▸ GOAL
Can you repeat, word for word, the stretch of the rows below that runs from the line containing "stainless steel refrigerator." through the final row?

*** ENTRIES PROVIDED

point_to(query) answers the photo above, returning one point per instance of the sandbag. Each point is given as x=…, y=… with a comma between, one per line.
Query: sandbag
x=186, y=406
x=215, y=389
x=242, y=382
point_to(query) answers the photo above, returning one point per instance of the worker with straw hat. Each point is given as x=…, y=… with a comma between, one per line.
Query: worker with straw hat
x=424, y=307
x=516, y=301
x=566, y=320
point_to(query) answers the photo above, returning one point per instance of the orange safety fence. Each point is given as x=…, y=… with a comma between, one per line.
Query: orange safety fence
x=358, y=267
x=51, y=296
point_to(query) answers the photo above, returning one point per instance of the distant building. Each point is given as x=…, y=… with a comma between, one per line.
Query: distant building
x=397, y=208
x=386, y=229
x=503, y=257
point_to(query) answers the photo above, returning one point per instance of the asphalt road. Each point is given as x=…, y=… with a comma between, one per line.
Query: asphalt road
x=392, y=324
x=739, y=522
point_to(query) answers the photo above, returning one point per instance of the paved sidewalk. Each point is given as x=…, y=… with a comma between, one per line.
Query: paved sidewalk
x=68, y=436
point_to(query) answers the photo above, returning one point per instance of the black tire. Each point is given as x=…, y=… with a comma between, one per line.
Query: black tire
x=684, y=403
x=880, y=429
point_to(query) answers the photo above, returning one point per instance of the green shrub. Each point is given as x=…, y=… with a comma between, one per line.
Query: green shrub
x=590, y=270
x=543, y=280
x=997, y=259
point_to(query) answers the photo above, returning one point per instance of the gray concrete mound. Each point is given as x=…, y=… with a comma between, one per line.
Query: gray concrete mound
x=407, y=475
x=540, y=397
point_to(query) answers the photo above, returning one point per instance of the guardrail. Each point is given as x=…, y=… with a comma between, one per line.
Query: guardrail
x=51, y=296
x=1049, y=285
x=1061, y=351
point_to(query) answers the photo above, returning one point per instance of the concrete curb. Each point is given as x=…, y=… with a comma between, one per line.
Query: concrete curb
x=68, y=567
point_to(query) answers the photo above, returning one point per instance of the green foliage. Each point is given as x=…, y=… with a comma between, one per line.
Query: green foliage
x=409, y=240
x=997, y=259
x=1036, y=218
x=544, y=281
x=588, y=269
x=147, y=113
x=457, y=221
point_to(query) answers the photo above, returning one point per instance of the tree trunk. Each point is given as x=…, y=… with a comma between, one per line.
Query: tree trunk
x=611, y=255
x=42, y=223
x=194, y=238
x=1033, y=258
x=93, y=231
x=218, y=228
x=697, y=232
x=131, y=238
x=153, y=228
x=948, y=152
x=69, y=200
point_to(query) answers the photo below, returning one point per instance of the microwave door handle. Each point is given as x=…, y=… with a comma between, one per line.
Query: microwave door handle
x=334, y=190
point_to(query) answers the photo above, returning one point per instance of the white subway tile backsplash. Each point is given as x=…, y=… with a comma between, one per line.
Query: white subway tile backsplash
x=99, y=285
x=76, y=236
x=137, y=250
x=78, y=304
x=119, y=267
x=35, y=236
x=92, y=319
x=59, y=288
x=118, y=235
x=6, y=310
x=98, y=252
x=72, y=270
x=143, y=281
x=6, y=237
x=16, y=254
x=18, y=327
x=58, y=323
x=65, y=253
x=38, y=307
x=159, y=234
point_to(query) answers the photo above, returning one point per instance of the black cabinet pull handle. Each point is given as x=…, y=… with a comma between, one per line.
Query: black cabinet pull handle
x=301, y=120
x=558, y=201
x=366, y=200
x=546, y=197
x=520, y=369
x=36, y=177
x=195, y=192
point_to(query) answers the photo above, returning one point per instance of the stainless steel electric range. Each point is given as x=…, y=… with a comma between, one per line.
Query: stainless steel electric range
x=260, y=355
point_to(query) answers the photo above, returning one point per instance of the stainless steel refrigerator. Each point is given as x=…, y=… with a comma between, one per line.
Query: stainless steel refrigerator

******

▸ EXPECTED OUTPUT
point_to(query) answers the photo above, returning one point per instance of the stainless steel refrigerator. Each point is given as x=…, y=… with a comma between, one per line.
Query: stainless steel refrigerator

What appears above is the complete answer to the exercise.